■ Set exercise:
Return the material below word for word, from its first line up to and including the line that contains "M 130 179 L".

(Region labeling entries)

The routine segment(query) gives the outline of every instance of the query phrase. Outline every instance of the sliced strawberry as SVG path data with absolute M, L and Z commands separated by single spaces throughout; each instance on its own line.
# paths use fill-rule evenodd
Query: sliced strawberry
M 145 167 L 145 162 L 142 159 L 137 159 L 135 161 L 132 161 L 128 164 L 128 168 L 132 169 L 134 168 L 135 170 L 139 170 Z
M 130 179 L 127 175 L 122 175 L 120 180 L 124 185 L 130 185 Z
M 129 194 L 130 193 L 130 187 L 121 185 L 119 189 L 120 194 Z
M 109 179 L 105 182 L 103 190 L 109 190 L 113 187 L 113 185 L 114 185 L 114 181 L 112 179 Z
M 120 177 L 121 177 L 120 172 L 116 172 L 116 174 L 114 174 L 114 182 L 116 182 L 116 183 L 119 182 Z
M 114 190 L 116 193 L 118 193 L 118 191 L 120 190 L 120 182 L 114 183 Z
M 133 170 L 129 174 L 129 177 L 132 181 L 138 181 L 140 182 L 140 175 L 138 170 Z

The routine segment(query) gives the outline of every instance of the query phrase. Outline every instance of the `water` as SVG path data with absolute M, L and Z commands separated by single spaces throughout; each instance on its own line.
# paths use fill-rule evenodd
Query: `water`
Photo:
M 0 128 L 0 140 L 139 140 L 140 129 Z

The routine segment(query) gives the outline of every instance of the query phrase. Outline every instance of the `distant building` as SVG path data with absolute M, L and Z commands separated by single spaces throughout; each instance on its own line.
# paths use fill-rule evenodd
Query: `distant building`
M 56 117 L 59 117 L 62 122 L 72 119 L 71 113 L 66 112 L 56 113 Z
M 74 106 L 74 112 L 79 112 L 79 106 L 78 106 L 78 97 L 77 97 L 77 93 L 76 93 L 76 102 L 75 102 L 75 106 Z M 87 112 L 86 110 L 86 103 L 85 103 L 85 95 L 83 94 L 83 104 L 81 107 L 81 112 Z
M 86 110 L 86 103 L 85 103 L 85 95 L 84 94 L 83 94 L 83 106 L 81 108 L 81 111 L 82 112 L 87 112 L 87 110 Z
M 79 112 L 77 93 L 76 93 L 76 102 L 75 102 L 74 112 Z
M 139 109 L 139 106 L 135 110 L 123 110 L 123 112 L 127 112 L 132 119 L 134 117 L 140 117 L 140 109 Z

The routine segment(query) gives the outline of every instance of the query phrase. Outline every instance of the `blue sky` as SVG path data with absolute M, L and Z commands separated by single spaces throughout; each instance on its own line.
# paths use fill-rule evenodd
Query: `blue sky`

■ Solution to the exercise:
The routine segment(query) gives the outline of every instance of the query phrase. Outline every instance of the sliced strawberry as SVG path data with absolute M, L and Z commands separated by single spaces throughout; each instance on its own line.
# paths use fill-rule evenodd
Query: sliced strawberry
M 145 167 L 145 162 L 142 159 L 137 159 L 135 161 L 132 161 L 128 164 L 128 168 L 132 169 L 134 168 L 135 170 L 139 170 Z
M 130 179 L 127 175 L 122 175 L 120 180 L 124 185 L 130 185 Z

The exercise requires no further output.